▶ What you should do
Return all entries precisely as they stand, without the images.

+++++

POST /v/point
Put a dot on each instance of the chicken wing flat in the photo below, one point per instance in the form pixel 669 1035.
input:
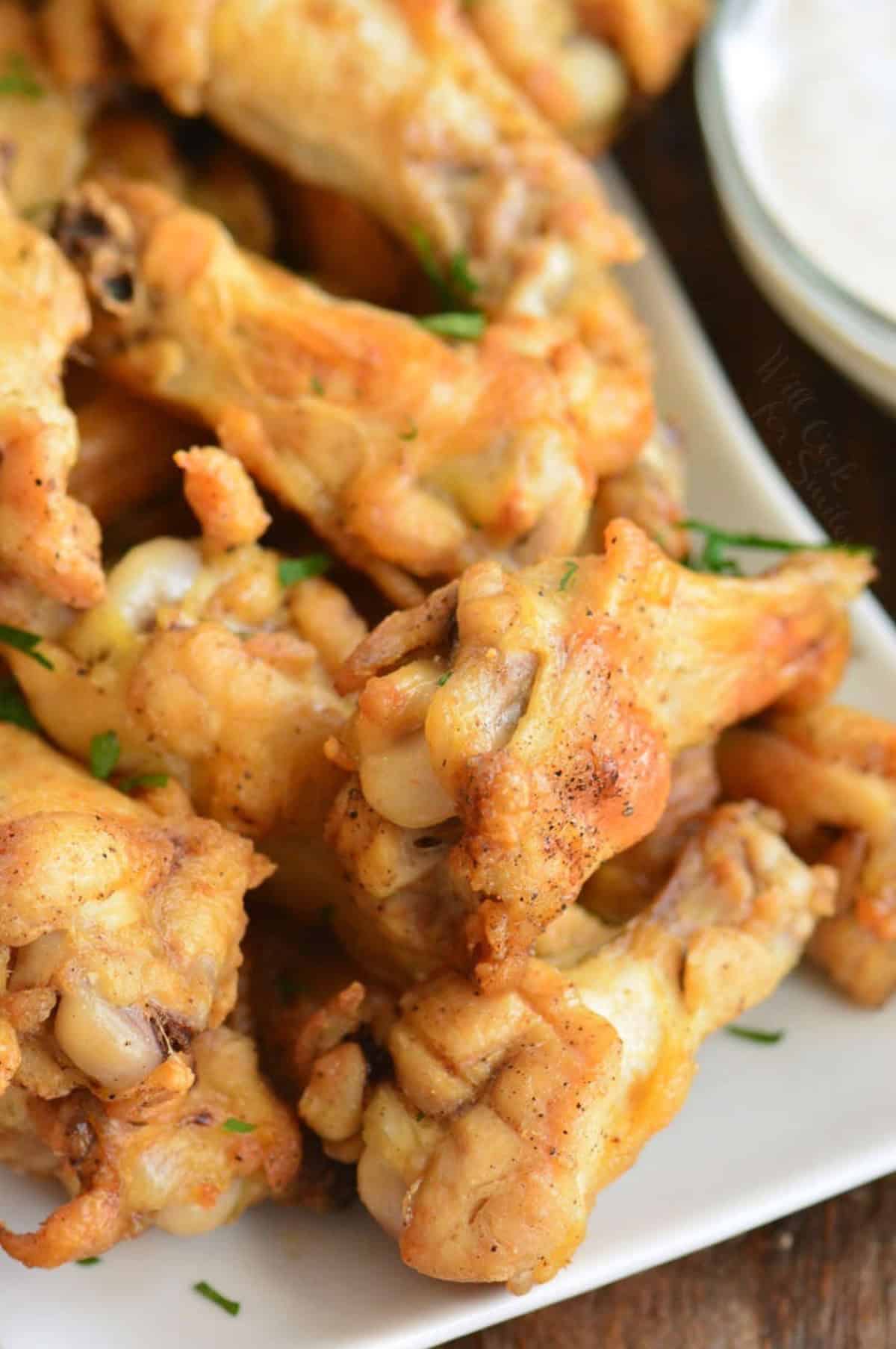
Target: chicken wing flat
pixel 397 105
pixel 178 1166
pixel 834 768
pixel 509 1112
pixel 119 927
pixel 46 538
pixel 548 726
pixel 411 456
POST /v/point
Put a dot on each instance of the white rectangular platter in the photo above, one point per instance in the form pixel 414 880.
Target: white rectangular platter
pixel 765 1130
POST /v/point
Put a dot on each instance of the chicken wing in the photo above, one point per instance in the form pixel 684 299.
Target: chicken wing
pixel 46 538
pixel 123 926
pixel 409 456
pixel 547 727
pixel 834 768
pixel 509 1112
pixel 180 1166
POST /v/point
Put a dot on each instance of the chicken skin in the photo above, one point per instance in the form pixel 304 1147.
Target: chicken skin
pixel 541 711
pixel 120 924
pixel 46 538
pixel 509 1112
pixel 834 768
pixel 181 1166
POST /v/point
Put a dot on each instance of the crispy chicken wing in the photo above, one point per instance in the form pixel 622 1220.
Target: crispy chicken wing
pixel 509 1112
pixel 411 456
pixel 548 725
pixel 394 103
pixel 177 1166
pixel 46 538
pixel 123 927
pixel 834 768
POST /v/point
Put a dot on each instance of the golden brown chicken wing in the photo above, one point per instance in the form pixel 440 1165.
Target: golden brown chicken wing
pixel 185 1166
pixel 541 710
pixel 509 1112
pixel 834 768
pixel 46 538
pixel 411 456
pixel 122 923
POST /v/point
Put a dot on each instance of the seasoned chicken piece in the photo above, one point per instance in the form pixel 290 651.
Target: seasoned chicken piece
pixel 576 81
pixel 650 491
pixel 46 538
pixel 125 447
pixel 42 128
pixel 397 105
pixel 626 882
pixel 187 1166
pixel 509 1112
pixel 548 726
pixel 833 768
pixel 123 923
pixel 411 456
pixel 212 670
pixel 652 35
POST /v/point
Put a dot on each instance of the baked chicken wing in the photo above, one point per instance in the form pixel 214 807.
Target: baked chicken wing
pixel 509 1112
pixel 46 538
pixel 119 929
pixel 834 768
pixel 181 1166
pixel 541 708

+++++

▶ Reply
POST /v/point
Put a dot on each instance of the chicken wing flat in the photo below, one point per instance in the form pixel 669 1035.
input:
Target: chicken wing flat
pixel 397 105
pixel 178 1166
pixel 834 768
pixel 509 1112
pixel 119 927
pixel 46 538
pixel 548 726
pixel 411 456
POST /v/point
Put a dot on each instance of the white rectangular platter in the photo above, one point per instance in the form pixel 414 880.
Target: white rectangular platter
pixel 765 1130
POST /v/point
Put a dot on each instance of the chicken wing in the photo above, one point per instance in the form pixel 684 299.
Target: chicken wing
pixel 46 538
pixel 123 926
pixel 409 456
pixel 547 727
pixel 834 768
pixel 509 1112
pixel 180 1166
POST /v/point
Put a dot on each instance of the chicken skin in the photo above, one point per instance in the form pixel 304 1147.
Target: chicken skin
pixel 541 711
pixel 120 924
pixel 46 538
pixel 509 1112
pixel 834 768
pixel 181 1166
POST /v/point
Put a dot on each instance of the crispy chicken wing in the photo above, one point per instance in the form pixel 622 1220.
Target: crispy chicken wing
pixel 509 1112
pixel 411 456
pixel 548 725
pixel 394 103
pixel 177 1166
pixel 46 538
pixel 123 927
pixel 834 768
POST /v/point
Put a dot on each instance of the golden brown chicken wing in the photo above, one point per instance in the form pixel 440 1165.
Target: golden brown chicken wing
pixel 185 1166
pixel 541 710
pixel 509 1112
pixel 834 768
pixel 46 538
pixel 411 456
pixel 122 923
POST /v/point
Put a dot on each instance of the seasoned chicken piece in the photo above, one point per instance in the form pixel 290 651.
Target: seasoned chicken piece
pixel 576 81
pixel 650 491
pixel 46 538
pixel 125 447
pixel 42 128
pixel 397 105
pixel 626 882
pixel 187 1166
pixel 509 1112
pixel 548 726
pixel 833 768
pixel 123 923
pixel 411 456
pixel 212 670
pixel 652 35
POST /v/point
Put a dot on each instance of the baked chicken wing in the photo above, one point per instance in the form pixel 214 807.
Target: baked chicken wing
pixel 509 1112
pixel 46 538
pixel 119 929
pixel 834 768
pixel 181 1166
pixel 541 708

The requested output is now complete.